• **What is required**
Repeat the following lines word for word, without changing anything.

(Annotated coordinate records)
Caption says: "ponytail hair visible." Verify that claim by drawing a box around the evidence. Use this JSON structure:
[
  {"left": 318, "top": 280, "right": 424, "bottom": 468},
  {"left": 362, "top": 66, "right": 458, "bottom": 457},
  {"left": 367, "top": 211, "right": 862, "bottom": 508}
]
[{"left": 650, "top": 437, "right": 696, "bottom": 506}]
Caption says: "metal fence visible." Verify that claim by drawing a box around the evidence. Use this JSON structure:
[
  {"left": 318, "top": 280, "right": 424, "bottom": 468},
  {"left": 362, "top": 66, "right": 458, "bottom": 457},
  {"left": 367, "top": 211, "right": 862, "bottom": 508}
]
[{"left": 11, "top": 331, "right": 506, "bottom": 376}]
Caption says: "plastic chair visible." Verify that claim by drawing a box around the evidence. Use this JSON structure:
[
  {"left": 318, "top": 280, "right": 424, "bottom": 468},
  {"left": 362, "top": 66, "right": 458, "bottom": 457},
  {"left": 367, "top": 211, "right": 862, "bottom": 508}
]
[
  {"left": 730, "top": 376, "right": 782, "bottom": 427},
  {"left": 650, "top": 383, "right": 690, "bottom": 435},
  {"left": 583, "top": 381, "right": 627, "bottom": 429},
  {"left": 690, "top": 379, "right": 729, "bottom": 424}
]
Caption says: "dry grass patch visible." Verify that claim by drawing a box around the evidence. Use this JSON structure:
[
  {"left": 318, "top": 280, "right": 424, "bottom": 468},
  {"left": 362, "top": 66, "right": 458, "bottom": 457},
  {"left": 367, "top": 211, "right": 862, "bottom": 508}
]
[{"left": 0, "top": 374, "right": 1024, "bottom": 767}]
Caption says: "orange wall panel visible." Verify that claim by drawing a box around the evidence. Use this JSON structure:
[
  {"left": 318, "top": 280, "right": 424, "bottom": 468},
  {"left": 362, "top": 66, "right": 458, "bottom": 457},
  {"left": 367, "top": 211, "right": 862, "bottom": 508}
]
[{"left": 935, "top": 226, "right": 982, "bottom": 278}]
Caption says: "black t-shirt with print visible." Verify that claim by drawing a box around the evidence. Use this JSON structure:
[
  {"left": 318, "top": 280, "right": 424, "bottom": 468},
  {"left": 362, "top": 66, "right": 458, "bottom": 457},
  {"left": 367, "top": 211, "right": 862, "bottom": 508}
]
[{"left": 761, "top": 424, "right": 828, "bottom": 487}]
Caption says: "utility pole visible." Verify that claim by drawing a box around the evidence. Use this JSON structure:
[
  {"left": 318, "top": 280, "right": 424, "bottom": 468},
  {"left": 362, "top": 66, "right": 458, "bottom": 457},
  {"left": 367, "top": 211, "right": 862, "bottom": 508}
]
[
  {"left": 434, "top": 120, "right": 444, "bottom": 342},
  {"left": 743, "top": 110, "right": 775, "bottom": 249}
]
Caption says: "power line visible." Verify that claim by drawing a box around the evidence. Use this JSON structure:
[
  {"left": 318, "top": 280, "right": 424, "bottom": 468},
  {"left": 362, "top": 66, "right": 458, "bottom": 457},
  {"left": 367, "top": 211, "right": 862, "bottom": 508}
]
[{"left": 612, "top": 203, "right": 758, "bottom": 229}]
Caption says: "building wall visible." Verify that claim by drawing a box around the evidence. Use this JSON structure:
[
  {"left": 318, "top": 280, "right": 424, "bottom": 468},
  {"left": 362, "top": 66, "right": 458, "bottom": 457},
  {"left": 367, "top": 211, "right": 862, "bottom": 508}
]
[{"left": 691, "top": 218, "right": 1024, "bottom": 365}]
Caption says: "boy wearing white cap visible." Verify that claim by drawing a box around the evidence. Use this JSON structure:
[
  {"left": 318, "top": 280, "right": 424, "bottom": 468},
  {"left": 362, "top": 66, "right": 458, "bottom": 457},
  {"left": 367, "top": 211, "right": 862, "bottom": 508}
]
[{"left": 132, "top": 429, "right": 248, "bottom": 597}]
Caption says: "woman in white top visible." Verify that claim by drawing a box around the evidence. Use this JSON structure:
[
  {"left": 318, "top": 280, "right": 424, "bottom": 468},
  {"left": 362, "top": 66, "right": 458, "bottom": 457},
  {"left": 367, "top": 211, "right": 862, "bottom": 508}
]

• **Solved problem**
Caption says: "ponytail hair visible." Verify that claim by drawing a box around the evidence. Use this JSON structure:
[
  {"left": 318, "top": 280, "right": 424, "bottom": 468},
  {"left": 362, "top": 66, "right": 458, "bottom": 457},
  {"left": 367, "top": 211, "right": 862, "bottom": 508}
]
[{"left": 650, "top": 437, "right": 696, "bottom": 506}]
Caption says: "metal fence visible." Verify that claim by drawing a box around the evidence. Use this JSON structure:
[
  {"left": 318, "top": 280, "right": 424, "bottom": 468},
  {"left": 362, "top": 66, "right": 458, "bottom": 457},
  {"left": 367, "top": 211, "right": 862, "bottom": 508}
]
[{"left": 11, "top": 331, "right": 506, "bottom": 376}]
Caption says: "plastic chair visible." Verify that claim by drawing a box around the evidence. Use this JSON structure:
[
  {"left": 318, "top": 280, "right": 424, "bottom": 468},
  {"left": 362, "top": 66, "right": 458, "bottom": 457},
  {"left": 367, "top": 211, "right": 862, "bottom": 508}
]
[
  {"left": 730, "top": 376, "right": 782, "bottom": 427},
  {"left": 650, "top": 383, "right": 690, "bottom": 435},
  {"left": 583, "top": 381, "right": 627, "bottom": 429},
  {"left": 690, "top": 379, "right": 729, "bottom": 424}
]
Caption says: "dry grass patch visible." Verify that claim by drawing a box around the evidence. Use this JSON structure:
[
  {"left": 318, "top": 280, "right": 424, "bottom": 468},
  {"left": 362, "top": 66, "right": 458, "bottom": 457},
  {"left": 367, "top": 211, "right": 862, "bottom": 508}
]
[{"left": 0, "top": 374, "right": 1024, "bottom": 767}]
Caption says: "orange wall panel visible." Verify that claim by drawing a box around the evidence. Use this JSON structure:
[
  {"left": 318, "top": 280, "right": 424, "bottom": 468},
  {"left": 362, "top": 66, "right": 458, "bottom": 457},
  {"left": 367, "top": 211, "right": 862, "bottom": 508}
]
[{"left": 935, "top": 226, "right": 982, "bottom": 278}]
Caption says: "black t-shirt with print visible." Verify that claim by drawing a box around the evidence. Use this JSON structure:
[
  {"left": 318, "top": 280, "right": 424, "bottom": 468},
  {"left": 362, "top": 66, "right": 458, "bottom": 457},
  {"left": 367, "top": 211, "right": 862, "bottom": 508}
]
[{"left": 761, "top": 424, "right": 828, "bottom": 487}]
Caption says: "utility pole visible." Verify that claim by drawing a box around the evidence. Use this JSON structure:
[
  {"left": 318, "top": 280, "right": 424, "bottom": 468},
  {"left": 362, "top": 66, "right": 458, "bottom": 457},
  {"left": 367, "top": 211, "right": 862, "bottom": 508}
]
[
  {"left": 434, "top": 120, "right": 444, "bottom": 342},
  {"left": 743, "top": 110, "right": 775, "bottom": 249}
]
Caption says: "power line visible." Verify that claim by drawing a box around the evidence. Use this JSON structure:
[
  {"left": 318, "top": 280, "right": 424, "bottom": 468},
  {"left": 362, "top": 66, "right": 458, "bottom": 457},
  {"left": 367, "top": 211, "right": 862, "bottom": 508}
]
[{"left": 612, "top": 203, "right": 758, "bottom": 229}]
Caption says: "building wall visible." Verify that claim by drawing a box around the evidence. Use this JSON structure:
[
  {"left": 318, "top": 280, "right": 424, "bottom": 468},
  {"left": 362, "top": 66, "right": 458, "bottom": 457},
  {"left": 367, "top": 211, "right": 862, "bottom": 508}
]
[{"left": 691, "top": 218, "right": 1024, "bottom": 365}]
Caption says: "boy wearing white cap visible." Verify that claim by drawing a box around the evidence. Use this JSON structure:
[
  {"left": 318, "top": 280, "right": 424, "bottom": 468},
  {"left": 362, "top": 66, "right": 458, "bottom": 457},
  {"left": 367, "top": 211, "right": 862, "bottom": 508}
]
[{"left": 132, "top": 429, "right": 248, "bottom": 597}]
Caption says: "woman in white top visible." Verify that claim by drawing a box around the evidence. Use this JSON structure:
[
  {"left": 318, "top": 280, "right": 424, "bottom": 468},
  {"left": 362, "top": 66, "right": 458, "bottom": 457},
  {"left": 367, "top": 211, "right": 862, "bottom": 508}
]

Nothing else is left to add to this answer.